--- start of DATA SECTION ---

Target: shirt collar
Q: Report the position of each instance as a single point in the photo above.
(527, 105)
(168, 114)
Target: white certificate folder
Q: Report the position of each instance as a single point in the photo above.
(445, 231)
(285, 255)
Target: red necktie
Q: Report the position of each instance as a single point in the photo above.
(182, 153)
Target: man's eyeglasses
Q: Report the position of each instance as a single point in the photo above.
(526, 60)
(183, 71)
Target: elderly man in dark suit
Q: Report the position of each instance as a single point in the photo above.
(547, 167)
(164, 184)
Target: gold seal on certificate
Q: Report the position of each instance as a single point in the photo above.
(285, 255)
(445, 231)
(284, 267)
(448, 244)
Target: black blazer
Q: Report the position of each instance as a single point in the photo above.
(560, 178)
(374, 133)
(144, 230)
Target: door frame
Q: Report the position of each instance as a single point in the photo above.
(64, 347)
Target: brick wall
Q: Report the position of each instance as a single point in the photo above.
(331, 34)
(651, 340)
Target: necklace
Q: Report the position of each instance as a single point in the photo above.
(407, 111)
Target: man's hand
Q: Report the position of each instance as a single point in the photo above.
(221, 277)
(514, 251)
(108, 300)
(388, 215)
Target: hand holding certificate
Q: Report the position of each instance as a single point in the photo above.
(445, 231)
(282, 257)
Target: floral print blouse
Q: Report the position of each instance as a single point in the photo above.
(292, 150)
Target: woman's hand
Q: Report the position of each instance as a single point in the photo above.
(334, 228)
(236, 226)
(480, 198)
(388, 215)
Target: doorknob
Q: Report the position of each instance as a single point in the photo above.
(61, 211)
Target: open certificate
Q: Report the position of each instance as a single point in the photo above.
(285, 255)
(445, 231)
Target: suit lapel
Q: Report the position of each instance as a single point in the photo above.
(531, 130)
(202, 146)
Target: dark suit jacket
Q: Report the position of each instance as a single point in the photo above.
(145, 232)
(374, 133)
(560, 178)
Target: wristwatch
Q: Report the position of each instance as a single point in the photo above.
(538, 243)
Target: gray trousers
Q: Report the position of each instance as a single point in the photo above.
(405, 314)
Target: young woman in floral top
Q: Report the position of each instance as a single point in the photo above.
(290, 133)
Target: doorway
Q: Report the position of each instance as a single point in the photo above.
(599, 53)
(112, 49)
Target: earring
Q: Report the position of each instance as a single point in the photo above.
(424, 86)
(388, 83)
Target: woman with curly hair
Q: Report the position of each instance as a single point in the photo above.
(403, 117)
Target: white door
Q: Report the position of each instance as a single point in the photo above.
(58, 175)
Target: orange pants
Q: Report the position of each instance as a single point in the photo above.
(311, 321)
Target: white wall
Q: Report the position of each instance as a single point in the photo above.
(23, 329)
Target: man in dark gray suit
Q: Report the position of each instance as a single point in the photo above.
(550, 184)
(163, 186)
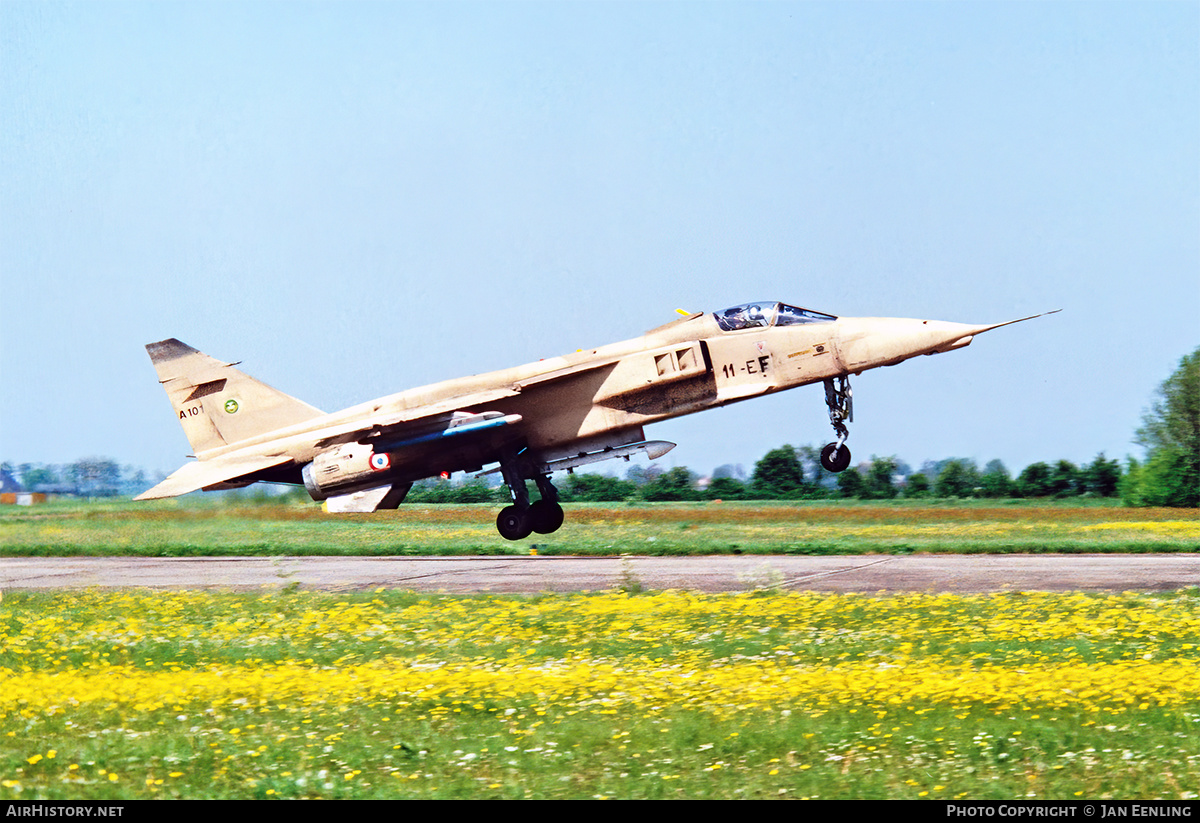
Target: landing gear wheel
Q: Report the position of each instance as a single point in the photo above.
(545, 516)
(835, 457)
(514, 523)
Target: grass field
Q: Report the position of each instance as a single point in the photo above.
(664, 695)
(291, 694)
(199, 527)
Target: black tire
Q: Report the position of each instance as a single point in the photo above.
(545, 517)
(832, 462)
(514, 523)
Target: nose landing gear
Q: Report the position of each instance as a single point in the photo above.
(840, 400)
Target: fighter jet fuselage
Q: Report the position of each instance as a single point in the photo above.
(531, 420)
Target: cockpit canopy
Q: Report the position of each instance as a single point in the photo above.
(767, 313)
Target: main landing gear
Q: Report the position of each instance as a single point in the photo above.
(839, 397)
(522, 518)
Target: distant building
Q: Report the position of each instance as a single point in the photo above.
(13, 493)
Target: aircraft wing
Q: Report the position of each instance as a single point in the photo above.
(209, 473)
(442, 414)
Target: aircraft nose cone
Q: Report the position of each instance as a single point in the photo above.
(883, 341)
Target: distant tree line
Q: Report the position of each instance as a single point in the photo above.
(88, 476)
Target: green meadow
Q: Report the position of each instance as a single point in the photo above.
(204, 527)
(130, 695)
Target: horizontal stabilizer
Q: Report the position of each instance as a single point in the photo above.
(197, 475)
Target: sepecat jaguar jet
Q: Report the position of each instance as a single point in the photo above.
(531, 420)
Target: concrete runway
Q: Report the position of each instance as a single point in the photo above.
(918, 572)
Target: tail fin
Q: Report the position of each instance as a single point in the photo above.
(217, 404)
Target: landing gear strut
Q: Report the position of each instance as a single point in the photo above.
(522, 518)
(839, 397)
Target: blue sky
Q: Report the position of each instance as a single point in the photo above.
(359, 198)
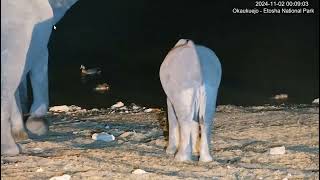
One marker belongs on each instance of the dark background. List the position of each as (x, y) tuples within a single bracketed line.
[(261, 55)]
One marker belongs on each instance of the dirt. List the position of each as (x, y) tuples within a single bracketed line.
[(241, 142)]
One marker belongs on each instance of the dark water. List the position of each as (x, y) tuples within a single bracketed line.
[(261, 55)]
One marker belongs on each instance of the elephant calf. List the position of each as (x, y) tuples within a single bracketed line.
[(190, 76)]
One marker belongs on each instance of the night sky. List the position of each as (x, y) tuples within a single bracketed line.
[(261, 55)]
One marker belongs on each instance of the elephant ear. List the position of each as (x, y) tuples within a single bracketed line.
[(181, 42)]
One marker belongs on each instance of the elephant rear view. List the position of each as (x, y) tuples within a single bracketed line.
[(190, 76)]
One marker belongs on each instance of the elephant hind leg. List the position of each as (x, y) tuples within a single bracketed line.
[(18, 130), (173, 130), (8, 145)]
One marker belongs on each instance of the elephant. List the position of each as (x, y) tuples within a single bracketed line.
[(25, 31), (190, 76)]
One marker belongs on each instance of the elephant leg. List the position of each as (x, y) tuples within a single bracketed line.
[(184, 150), (8, 145), (183, 103), (206, 128), (36, 123), (38, 63), (23, 94), (173, 130), (195, 139), (18, 130)]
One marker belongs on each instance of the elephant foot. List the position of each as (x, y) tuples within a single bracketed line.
[(205, 158), (183, 157), (19, 135), (11, 149), (171, 150), (37, 126)]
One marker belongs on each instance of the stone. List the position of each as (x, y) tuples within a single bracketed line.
[(103, 137), (139, 171), (315, 101), (148, 110), (117, 105), (278, 150), (64, 177), (62, 108)]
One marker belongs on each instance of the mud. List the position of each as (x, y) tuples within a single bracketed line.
[(242, 138)]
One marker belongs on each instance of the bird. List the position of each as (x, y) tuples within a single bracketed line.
[(102, 87), (92, 71)]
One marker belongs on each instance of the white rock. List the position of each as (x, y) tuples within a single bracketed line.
[(117, 105), (126, 134), (103, 137), (64, 177), (123, 108), (95, 110), (135, 107), (278, 150), (139, 171), (39, 170), (148, 110), (315, 101), (62, 108)]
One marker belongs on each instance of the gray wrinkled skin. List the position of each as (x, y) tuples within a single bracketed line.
[(25, 31), (190, 76)]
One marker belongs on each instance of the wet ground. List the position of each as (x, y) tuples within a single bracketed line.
[(241, 142)]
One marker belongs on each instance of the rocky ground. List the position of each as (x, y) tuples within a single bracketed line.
[(244, 140)]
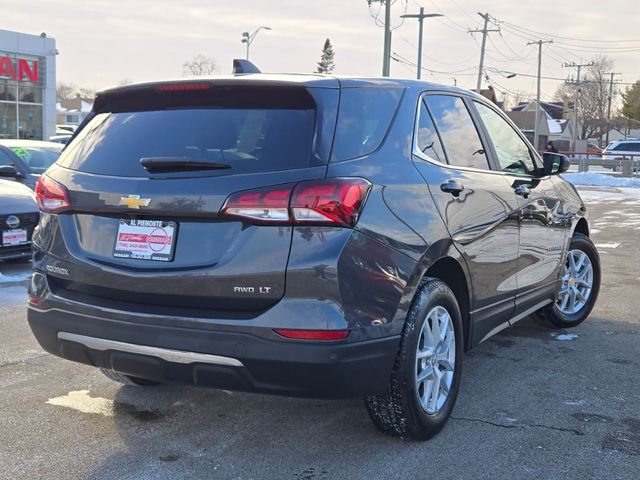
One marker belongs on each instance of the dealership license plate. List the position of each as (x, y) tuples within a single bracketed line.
[(14, 237), (145, 240)]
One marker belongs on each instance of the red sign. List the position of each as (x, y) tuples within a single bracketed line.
[(22, 70)]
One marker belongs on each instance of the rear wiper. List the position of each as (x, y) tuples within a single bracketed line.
[(180, 164)]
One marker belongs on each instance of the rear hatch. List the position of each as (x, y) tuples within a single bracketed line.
[(148, 174)]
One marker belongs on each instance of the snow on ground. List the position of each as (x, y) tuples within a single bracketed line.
[(601, 180), (18, 277)]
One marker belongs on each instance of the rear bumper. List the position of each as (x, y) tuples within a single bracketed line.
[(231, 360)]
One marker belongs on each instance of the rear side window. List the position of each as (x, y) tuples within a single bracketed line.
[(37, 159), (427, 138), (5, 159), (364, 117), (249, 140), (458, 132)]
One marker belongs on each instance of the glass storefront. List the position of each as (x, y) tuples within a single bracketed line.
[(21, 98)]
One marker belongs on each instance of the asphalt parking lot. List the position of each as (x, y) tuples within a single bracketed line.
[(534, 403)]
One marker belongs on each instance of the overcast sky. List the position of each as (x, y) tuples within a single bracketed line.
[(104, 41)]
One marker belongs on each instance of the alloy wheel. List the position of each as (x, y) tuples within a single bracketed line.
[(435, 360), (577, 283)]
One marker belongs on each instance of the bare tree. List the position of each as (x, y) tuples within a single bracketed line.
[(516, 97), (86, 92), (593, 98), (198, 66), (66, 90)]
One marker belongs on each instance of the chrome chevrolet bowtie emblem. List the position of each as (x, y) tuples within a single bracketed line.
[(134, 201)]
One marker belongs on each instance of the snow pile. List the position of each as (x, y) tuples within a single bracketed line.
[(20, 277), (601, 180)]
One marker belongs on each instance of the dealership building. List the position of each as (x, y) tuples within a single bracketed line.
[(27, 85)]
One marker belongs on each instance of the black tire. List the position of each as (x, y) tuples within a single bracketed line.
[(551, 313), (399, 412), (127, 379)]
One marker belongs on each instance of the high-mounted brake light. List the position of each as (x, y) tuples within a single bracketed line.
[(51, 196), (331, 201), (183, 87), (312, 334)]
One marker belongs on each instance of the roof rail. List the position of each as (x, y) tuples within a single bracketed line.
[(241, 66)]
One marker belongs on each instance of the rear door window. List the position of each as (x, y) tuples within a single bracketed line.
[(512, 151), (458, 132), (364, 117)]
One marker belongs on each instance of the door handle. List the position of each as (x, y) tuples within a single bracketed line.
[(453, 187), (522, 190)]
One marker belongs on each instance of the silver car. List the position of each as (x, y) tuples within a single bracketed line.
[(18, 217)]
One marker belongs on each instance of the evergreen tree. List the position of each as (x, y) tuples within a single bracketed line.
[(326, 65), (631, 105)]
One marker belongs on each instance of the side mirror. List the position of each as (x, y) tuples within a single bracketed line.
[(9, 171), (555, 163)]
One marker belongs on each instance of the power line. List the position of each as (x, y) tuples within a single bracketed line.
[(534, 32)]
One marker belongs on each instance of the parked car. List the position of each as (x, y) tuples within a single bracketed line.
[(18, 217), (305, 236), (26, 160), (65, 129), (593, 147), (63, 139)]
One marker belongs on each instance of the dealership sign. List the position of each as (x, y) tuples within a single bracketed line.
[(20, 69)]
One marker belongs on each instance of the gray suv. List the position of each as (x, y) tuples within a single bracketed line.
[(303, 235)]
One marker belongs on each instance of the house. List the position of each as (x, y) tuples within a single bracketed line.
[(526, 120), (490, 94), (72, 111), (624, 134), (560, 133)]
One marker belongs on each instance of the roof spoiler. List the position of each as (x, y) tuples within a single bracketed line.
[(241, 66)]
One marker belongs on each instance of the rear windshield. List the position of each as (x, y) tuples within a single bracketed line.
[(37, 159), (249, 140)]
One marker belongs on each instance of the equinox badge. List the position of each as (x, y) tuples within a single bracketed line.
[(134, 201)]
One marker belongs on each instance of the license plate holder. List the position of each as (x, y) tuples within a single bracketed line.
[(143, 239), (13, 237)]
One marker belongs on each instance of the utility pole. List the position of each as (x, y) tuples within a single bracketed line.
[(609, 107), (536, 142), (420, 16), (576, 98), (484, 32), (249, 37), (386, 60)]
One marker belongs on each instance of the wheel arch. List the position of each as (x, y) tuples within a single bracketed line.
[(451, 272), (581, 226)]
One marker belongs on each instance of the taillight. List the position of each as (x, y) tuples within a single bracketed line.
[(51, 196), (336, 200), (265, 205), (331, 201), (312, 334)]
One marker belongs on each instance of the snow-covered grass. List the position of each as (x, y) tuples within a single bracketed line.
[(601, 180)]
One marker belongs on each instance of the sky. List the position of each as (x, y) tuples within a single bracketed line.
[(102, 42)]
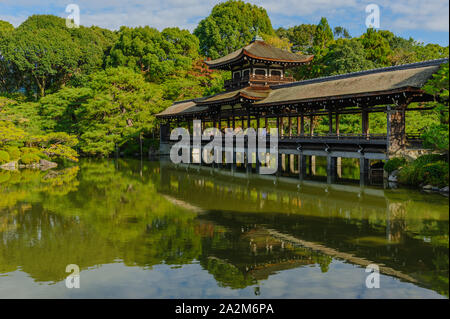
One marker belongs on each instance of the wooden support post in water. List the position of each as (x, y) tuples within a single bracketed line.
[(339, 167), (301, 166), (233, 117), (312, 165), (292, 163), (363, 171), (365, 122)]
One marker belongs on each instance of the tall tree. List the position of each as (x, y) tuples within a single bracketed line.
[(346, 55), (123, 106), (230, 26)]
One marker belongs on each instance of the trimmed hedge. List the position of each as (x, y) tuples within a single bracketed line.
[(426, 169), (14, 152), (394, 163), (29, 158)]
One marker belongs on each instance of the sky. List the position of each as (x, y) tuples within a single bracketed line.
[(424, 20)]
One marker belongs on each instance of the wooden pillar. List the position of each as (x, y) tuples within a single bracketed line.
[(339, 167), (330, 122), (396, 129), (290, 125), (233, 117), (292, 163), (302, 125), (363, 171), (365, 122), (301, 166), (312, 165), (311, 125), (331, 169), (278, 125)]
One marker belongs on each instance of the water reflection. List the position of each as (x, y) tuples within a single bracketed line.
[(244, 232)]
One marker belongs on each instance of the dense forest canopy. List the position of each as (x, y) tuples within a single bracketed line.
[(104, 87)]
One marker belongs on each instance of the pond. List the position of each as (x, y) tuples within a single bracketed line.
[(156, 230)]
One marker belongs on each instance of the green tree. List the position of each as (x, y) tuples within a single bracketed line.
[(323, 35), (376, 46), (230, 26), (44, 54), (301, 37), (437, 136), (346, 56)]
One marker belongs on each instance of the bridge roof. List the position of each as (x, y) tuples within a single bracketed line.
[(357, 84)]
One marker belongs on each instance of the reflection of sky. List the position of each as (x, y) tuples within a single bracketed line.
[(191, 281)]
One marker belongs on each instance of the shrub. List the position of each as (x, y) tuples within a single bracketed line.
[(435, 174), (426, 169), (4, 157), (14, 152), (394, 163), (29, 158), (427, 159)]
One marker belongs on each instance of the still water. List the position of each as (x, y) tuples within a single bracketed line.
[(154, 230)]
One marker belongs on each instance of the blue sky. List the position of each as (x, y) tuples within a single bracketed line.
[(424, 20)]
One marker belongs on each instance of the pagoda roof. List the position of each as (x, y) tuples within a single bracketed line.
[(369, 83), (402, 78), (260, 51)]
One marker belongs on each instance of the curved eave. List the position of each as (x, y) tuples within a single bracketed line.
[(238, 98)]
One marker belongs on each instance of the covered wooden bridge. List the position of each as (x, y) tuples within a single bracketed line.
[(261, 96)]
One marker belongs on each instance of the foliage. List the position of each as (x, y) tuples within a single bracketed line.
[(4, 157), (230, 26), (44, 54), (347, 55), (123, 106), (394, 164), (155, 54), (14, 152)]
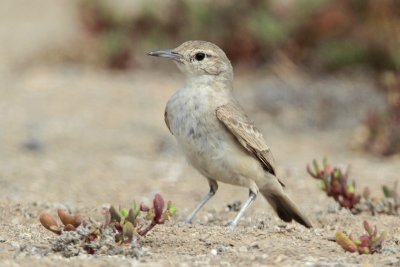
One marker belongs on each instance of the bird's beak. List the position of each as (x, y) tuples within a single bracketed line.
[(171, 54)]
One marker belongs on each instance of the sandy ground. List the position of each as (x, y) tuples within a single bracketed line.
[(77, 137)]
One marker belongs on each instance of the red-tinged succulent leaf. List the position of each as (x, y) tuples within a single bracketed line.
[(69, 227), (118, 226), (345, 242), (144, 207), (49, 223), (77, 220), (158, 204), (136, 208), (115, 217), (316, 167), (131, 217), (368, 228), (336, 188), (128, 231), (366, 193)]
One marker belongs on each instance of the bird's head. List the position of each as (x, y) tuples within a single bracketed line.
[(199, 58)]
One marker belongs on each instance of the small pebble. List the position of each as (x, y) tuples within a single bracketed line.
[(242, 249)]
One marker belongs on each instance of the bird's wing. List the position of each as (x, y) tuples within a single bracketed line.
[(234, 118), (166, 120)]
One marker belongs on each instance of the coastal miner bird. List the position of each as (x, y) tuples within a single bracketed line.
[(216, 135)]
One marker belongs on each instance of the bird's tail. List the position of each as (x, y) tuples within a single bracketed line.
[(282, 204)]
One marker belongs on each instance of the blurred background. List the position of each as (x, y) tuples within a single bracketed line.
[(82, 105)]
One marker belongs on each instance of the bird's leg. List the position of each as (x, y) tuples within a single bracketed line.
[(246, 205), (213, 189)]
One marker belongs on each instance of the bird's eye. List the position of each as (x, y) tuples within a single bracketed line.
[(200, 56)]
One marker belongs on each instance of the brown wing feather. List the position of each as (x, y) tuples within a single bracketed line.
[(234, 118), (166, 121)]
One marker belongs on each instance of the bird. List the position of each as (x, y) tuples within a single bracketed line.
[(216, 135)]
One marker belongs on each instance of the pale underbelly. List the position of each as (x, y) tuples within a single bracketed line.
[(219, 157)]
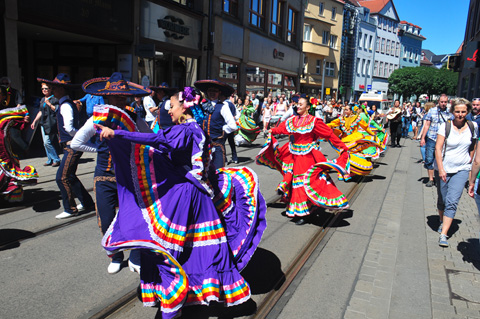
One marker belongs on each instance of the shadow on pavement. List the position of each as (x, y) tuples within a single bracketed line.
[(85, 160), (424, 180), (263, 273), (470, 251), (434, 222), (9, 237), (217, 310), (370, 178)]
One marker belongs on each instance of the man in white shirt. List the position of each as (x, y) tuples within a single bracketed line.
[(150, 108), (219, 120), (68, 124)]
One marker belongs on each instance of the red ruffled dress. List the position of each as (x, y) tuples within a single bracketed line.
[(306, 182)]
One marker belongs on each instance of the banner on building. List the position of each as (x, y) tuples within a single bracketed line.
[(472, 55)]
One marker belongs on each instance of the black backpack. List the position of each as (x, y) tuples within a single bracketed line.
[(448, 128)]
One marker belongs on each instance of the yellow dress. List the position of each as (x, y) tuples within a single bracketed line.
[(348, 129)]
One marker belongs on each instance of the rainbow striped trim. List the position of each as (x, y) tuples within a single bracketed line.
[(300, 125), (283, 187), (298, 209), (162, 229), (340, 202), (211, 290), (13, 113), (172, 298), (268, 155), (301, 149), (113, 117), (249, 182), (297, 181), (287, 168)]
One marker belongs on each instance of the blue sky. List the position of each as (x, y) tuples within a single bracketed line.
[(442, 21)]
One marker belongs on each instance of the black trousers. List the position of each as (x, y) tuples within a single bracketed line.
[(395, 132)]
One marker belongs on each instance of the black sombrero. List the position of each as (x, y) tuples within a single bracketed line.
[(204, 85), (164, 86), (62, 79)]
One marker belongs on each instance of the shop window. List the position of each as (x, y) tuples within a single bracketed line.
[(257, 13), (330, 69), (228, 71), (307, 32), (276, 21), (230, 7), (255, 74), (292, 26), (274, 78), (289, 81)]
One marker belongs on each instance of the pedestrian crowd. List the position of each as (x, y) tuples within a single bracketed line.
[(162, 187)]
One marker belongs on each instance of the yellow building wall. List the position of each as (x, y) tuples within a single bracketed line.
[(315, 49)]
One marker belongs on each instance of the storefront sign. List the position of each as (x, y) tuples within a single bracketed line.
[(278, 54), (174, 27), (472, 55), (169, 25)]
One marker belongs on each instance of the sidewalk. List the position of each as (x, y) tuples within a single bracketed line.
[(404, 273)]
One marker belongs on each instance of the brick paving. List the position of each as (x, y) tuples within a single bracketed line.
[(405, 274)]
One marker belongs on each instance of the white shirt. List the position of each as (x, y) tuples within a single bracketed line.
[(287, 114), (148, 103), (67, 114), (231, 124), (82, 140), (457, 157)]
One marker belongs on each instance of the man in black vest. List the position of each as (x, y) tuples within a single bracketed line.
[(163, 94), (68, 124), (219, 120)]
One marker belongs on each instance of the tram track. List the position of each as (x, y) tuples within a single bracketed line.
[(266, 306)]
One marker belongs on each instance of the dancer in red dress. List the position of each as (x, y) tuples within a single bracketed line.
[(306, 182)]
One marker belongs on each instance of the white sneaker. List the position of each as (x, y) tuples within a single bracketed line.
[(64, 215), (114, 267), (133, 267)]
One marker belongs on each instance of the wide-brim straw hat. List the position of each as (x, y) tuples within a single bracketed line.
[(225, 89)]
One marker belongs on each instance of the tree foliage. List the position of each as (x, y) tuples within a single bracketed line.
[(422, 80)]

--- end of DATA SECTION ---

§ TASK DIRECTIONS
Copy the rows from the line with "One marker belongs on each instance of the sidewalk." up to and including the line with "140), (457, 157)]", keeping each request as it is, and scale every x and y coordinate in the answers by 1.45, rounding to whole numbers with halves rounded up. Leave the numbers in the requests and their (x, y) format sample unchanged.

§ TASK ANSWER
One marker belongs on each instance of the sidewalk. List the position of each as (x, y) tuples within a single bracketed line.
[(586, 396)]
One marker belongs on each instance of the brick paving. List the position of each as (x, y) tuples within a single bracketed line.
[(587, 397)]
One marker belongs on each instance of the white shirt. List the position of each as (x, y) tuples within a single bracketed line.
[(416, 165), (215, 149), (97, 165), (335, 180), (119, 203), (663, 228)]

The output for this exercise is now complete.